- Your task
Output exactly the lines from the one containing "green leaf in the photograph above." to the last line of the material, inclusive, and nothing more.

- Data provided

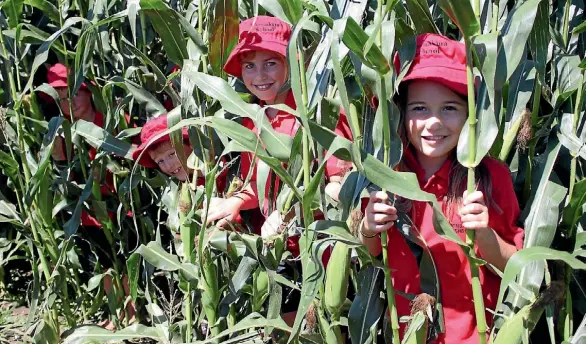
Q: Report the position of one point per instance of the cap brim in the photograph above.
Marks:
(233, 66)
(146, 160)
(449, 77)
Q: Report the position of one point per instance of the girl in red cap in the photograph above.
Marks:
(160, 153)
(433, 102)
(83, 109)
(259, 59)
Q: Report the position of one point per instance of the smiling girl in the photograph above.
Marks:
(433, 102)
(259, 60)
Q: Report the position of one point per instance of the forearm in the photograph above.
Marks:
(372, 244)
(249, 196)
(493, 248)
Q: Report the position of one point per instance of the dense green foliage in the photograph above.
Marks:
(529, 56)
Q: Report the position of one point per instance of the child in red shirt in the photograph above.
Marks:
(433, 103)
(91, 228)
(160, 153)
(259, 59)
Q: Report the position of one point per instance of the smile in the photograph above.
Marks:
(433, 138)
(263, 87)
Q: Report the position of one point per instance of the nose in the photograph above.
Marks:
(166, 165)
(262, 73)
(434, 121)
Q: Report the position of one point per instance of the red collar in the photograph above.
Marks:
(414, 166)
(99, 119)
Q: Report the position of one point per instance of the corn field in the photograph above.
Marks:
(194, 283)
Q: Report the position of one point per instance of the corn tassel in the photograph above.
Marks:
(260, 290)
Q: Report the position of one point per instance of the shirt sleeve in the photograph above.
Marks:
(504, 220)
(335, 166)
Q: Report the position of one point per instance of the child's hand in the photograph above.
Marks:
(224, 209)
(474, 213)
(58, 152)
(271, 225)
(379, 215)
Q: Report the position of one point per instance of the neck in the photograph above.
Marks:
(279, 99)
(430, 165)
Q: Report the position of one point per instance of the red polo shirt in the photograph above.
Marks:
(286, 123)
(451, 263)
(106, 188)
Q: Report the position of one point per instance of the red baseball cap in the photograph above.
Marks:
(57, 76)
(438, 59)
(259, 33)
(151, 129)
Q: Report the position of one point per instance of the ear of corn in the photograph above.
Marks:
(260, 290)
(186, 229)
(337, 274)
(210, 296)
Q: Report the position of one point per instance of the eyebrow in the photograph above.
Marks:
(265, 60)
(418, 102)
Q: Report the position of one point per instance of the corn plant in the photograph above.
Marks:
(192, 282)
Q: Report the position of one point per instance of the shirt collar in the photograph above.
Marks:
(99, 119)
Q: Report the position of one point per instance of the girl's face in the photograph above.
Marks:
(81, 103)
(435, 116)
(166, 158)
(264, 73)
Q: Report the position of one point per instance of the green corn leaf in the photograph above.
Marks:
(152, 106)
(293, 10)
(421, 16)
(45, 159)
(579, 29)
(96, 334)
(516, 32)
(313, 275)
(367, 305)
(277, 144)
(43, 51)
(539, 40)
(101, 139)
(575, 209)
(532, 254)
(133, 268)
(487, 129)
(46, 7)
(461, 13)
(157, 256)
(168, 28)
(13, 9)
(223, 34)
(355, 38)
(521, 87)
(566, 70)
(540, 226)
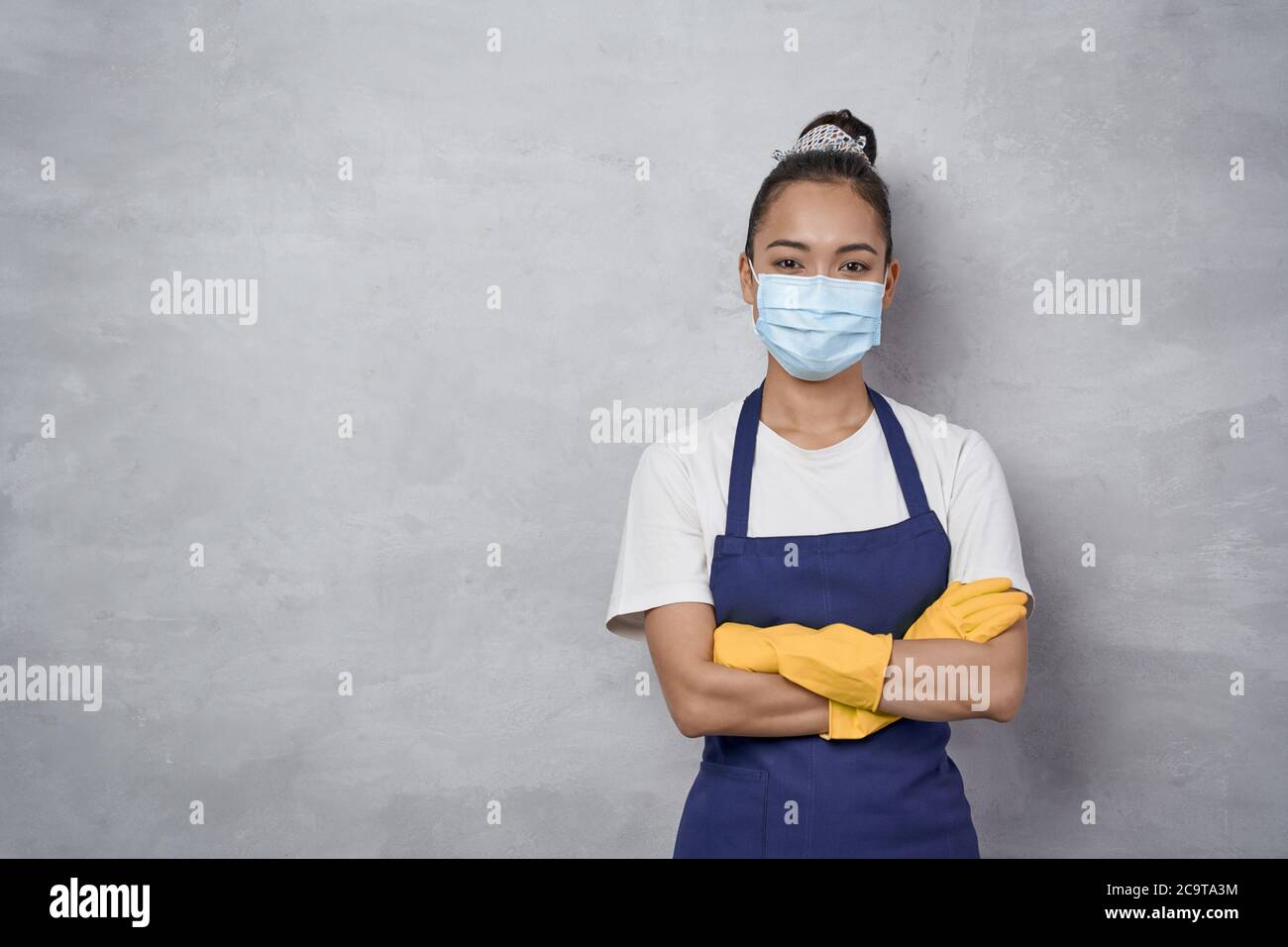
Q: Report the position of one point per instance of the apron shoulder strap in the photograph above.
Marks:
(739, 470)
(745, 457)
(905, 466)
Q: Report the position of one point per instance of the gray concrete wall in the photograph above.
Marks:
(475, 684)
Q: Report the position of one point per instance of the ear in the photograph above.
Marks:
(746, 279)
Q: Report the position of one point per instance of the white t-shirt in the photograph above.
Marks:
(681, 491)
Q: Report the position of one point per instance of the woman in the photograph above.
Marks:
(871, 535)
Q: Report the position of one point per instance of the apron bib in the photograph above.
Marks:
(894, 793)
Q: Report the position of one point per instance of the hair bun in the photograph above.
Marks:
(854, 128)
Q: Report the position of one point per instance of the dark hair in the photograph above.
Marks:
(849, 166)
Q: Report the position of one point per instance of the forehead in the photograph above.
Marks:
(820, 214)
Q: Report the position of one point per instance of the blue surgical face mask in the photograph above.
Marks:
(816, 326)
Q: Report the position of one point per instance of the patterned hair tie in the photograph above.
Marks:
(823, 138)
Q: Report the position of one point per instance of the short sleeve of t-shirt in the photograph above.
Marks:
(982, 528)
(662, 556)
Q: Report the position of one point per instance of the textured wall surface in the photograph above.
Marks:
(480, 688)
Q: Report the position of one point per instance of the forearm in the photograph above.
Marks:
(945, 680)
(720, 699)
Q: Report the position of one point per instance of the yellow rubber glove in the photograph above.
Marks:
(974, 611)
(977, 611)
(836, 661)
(751, 648)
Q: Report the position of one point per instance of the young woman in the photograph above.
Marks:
(871, 535)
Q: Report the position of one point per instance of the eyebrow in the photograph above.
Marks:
(799, 245)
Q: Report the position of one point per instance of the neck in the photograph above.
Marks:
(816, 412)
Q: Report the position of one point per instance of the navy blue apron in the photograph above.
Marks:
(894, 793)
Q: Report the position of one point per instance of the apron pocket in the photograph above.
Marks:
(724, 814)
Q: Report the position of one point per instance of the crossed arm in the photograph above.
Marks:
(707, 697)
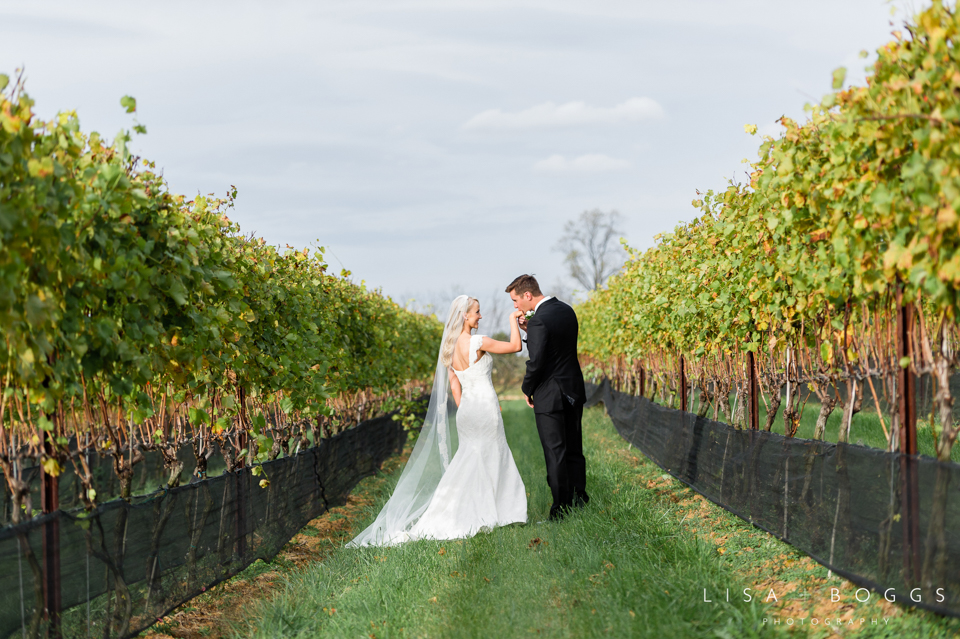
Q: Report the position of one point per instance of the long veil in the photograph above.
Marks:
(431, 455)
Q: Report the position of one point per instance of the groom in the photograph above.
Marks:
(554, 389)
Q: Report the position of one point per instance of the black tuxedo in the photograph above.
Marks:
(554, 383)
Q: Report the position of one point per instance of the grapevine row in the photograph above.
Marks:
(846, 217)
(136, 319)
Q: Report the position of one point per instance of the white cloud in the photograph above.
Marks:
(549, 114)
(589, 163)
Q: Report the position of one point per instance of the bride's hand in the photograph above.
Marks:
(520, 318)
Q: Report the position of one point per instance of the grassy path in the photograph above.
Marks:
(624, 566)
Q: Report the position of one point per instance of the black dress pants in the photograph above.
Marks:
(562, 440)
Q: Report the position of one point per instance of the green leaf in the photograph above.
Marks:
(839, 75)
(129, 103)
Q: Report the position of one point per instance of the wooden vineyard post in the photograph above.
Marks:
(50, 543)
(907, 413)
(754, 394)
(683, 385)
(241, 475)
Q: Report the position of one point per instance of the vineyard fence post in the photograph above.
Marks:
(241, 475)
(683, 384)
(907, 413)
(50, 546)
(754, 395)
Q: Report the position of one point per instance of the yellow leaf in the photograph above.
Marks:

- Task result
Q: Report the position of one point per instance of the green leaf in the photograph above.
Marks:
(839, 75)
(129, 103)
Q: Report the position of one point per instance of the wooden vineyard post in the photograph above.
Marks:
(50, 543)
(907, 413)
(754, 394)
(683, 385)
(241, 475)
Q: Report the position of one point per instance of the vineyard fence post in the photograph above.
Marks:
(241, 475)
(683, 384)
(907, 413)
(50, 546)
(754, 395)
Q: Report the position of one point per instance of the yellow leaf in the photograph above.
Marks:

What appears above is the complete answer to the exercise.